-- Extract provided --
It is important that causal contrasts should reflect the research context. Hence in this example one could be interested in
evaluating the effectiveness of the programme for the total population or in certain sub-populations. However, for some sub-
populations the intervention may not be suitable and thus assessing causal effects in such sub-populations would not be useful.
Consider the following question: “Does a breastfeeding intervention, such as the one implemented in the PROBIT trial,
increase babies weight at three months?” Despite its simplicity, empirical evaluation of this question involves its translation
into meaningful quantities to be estimated. This requires several intermediate steps:
1. Define the treatment and its relevant levels/values corresponding to the scientific question of the study.
2. Define the outcome that corresponds to the scientific questions under study.
3. Define the population(s) of interest.
4. Formalise the potential outcomes, one for each level of the treatment that the study population could have possibly
experienced.
5. Specify the target causal effect in terms of a parameter, i.e. the estimand, as a (summary) contrast between the potential
outcome distributions.
6. State the assumptions validating the causal effect estimation from the available data.
7. Estimate the target causal effect.
8. Evaluate the validity of the assumptions and perform sensitivity analyses as needed.
Explicitely formulating the decision problem one aims to solve or the hypothetical target trial one would ideally like to conduct8
may guide the steps outlined above. In the following we expand on steps 1-5 before introducing the simulation learner in Section
3 and discussing steps 6-8 in Section 4.

-- Given records --
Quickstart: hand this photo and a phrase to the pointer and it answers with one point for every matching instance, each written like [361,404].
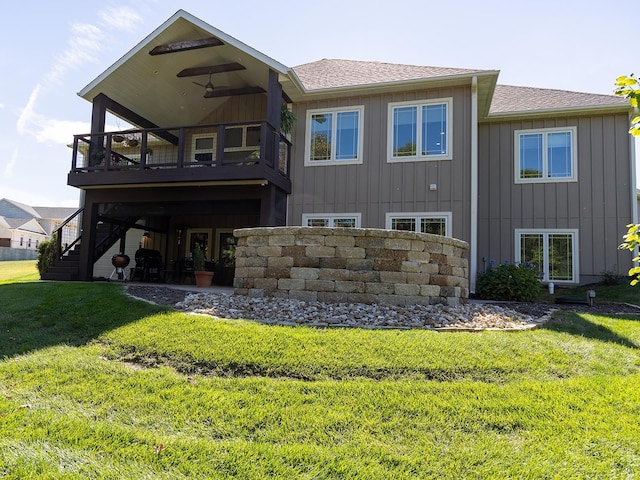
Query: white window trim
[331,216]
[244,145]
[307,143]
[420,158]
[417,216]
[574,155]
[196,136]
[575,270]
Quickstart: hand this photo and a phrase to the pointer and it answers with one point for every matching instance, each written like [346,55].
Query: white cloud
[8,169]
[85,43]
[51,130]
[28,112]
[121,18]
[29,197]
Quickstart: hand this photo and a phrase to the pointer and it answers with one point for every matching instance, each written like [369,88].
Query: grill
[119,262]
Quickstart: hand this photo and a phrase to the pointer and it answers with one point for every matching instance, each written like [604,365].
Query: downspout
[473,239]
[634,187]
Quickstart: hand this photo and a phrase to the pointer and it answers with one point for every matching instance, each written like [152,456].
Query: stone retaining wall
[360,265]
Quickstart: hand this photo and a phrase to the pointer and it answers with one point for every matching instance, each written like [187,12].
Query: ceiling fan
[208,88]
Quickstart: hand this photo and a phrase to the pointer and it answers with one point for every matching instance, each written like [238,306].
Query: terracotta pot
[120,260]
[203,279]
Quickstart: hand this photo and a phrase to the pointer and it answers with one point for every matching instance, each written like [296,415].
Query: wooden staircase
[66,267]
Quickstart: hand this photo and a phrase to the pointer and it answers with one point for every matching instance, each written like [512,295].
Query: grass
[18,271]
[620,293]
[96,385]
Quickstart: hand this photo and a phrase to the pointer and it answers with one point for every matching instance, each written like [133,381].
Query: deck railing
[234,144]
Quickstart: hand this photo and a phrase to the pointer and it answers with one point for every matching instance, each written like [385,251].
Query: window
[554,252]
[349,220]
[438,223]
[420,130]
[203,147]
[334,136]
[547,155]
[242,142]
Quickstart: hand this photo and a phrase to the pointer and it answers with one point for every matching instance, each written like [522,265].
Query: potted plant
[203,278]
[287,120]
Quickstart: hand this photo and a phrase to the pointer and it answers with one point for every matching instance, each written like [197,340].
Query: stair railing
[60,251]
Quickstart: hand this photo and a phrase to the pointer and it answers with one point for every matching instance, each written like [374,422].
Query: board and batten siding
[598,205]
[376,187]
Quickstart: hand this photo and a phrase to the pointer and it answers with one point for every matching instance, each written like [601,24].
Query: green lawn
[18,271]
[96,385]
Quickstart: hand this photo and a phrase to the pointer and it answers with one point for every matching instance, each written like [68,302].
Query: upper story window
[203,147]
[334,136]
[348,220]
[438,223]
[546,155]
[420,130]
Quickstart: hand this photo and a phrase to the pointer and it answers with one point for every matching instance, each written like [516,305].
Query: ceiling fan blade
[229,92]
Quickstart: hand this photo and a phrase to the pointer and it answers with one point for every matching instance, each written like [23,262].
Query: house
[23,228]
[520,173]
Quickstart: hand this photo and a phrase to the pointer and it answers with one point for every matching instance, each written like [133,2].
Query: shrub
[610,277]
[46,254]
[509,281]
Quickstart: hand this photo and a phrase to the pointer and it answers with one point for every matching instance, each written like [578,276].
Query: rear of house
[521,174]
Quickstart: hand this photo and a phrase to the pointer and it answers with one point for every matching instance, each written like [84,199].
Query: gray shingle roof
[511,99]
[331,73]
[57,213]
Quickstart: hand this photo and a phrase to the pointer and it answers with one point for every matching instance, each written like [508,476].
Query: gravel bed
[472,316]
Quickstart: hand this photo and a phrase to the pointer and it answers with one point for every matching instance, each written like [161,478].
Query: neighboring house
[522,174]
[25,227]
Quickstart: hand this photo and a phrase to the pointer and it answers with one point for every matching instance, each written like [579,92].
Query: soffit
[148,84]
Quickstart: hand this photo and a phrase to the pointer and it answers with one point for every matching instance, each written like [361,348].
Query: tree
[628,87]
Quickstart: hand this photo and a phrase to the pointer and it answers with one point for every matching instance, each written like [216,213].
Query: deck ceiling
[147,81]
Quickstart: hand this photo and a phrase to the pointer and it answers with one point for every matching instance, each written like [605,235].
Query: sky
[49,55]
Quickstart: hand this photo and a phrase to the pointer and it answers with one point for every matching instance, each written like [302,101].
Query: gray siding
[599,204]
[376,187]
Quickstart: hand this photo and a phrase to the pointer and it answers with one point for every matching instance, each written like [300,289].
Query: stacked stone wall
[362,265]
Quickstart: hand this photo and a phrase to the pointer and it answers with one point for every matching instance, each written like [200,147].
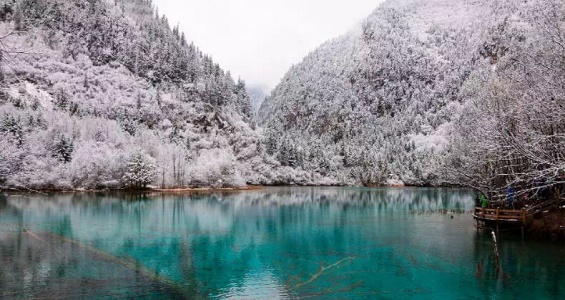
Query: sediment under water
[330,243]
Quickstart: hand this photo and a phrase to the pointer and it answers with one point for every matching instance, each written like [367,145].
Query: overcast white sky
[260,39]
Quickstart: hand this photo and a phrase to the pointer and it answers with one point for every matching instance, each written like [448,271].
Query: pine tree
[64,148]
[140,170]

-- Problem to solve --
Continue the passage on defining causal effects for the breastfeeding trial example, starting right after its last sentence.

-- Answer space --
2.1 Treatments
Opinions in the causal inference literature differ on how broad the definition of treatment may be. Some say that the treatment
should be manipulable, like giving a drug or providing a breastfeeding encouragement programme.9 Here, we take a more liberal
position which would also include for example genetic factors or even (biological) sex as treatments. Whichever the philosophy,
considered levels of the treatments to be compared need a clear definition, as discussed below.10
Treatment definitions are by necessity driven by the context in which the study is conducted and the available data. The causal
target may thus differ for a policy implementation or a new drug registration, for instance, or whether the data are from an RCT
or administrative data. In the BEP example we may wish to define the causal effect of a breastfeeding intervention on the babies’
weight at three months. There are several alternative specifications of a ‘breastfeeding treatment’ possible. Below we list a few
which are interconnected and represent different types of treatment decisions:
• A1 : (randomised) treatment prescription: e.g. an encouragement programme was offered to pregnant women.
• A2 : uptake of the intervention: e.g. the woman participated in the programme (when offered).
• A3 : uptake of the target of intervention: e.g. the mother started breastfeeding.
• A4 : completion of the target of intervention: e.g. the mother started breastfeeding and continued for three months.
Each of these treatment definitions Ak , k = 1, ..., 4, refers to a particular breastfeeding event taking place (or not). A public
health authority will be more interested in A1 because it can only decide to offer the BEP or not; an individual mothers interste
will be in the effect of A2 , A3 and A4 because she decides to participate in the programme and to start and maintain breastfeeding.
For any one, several possible causal contrasts may be of interest and are estimable. See Section 2.6.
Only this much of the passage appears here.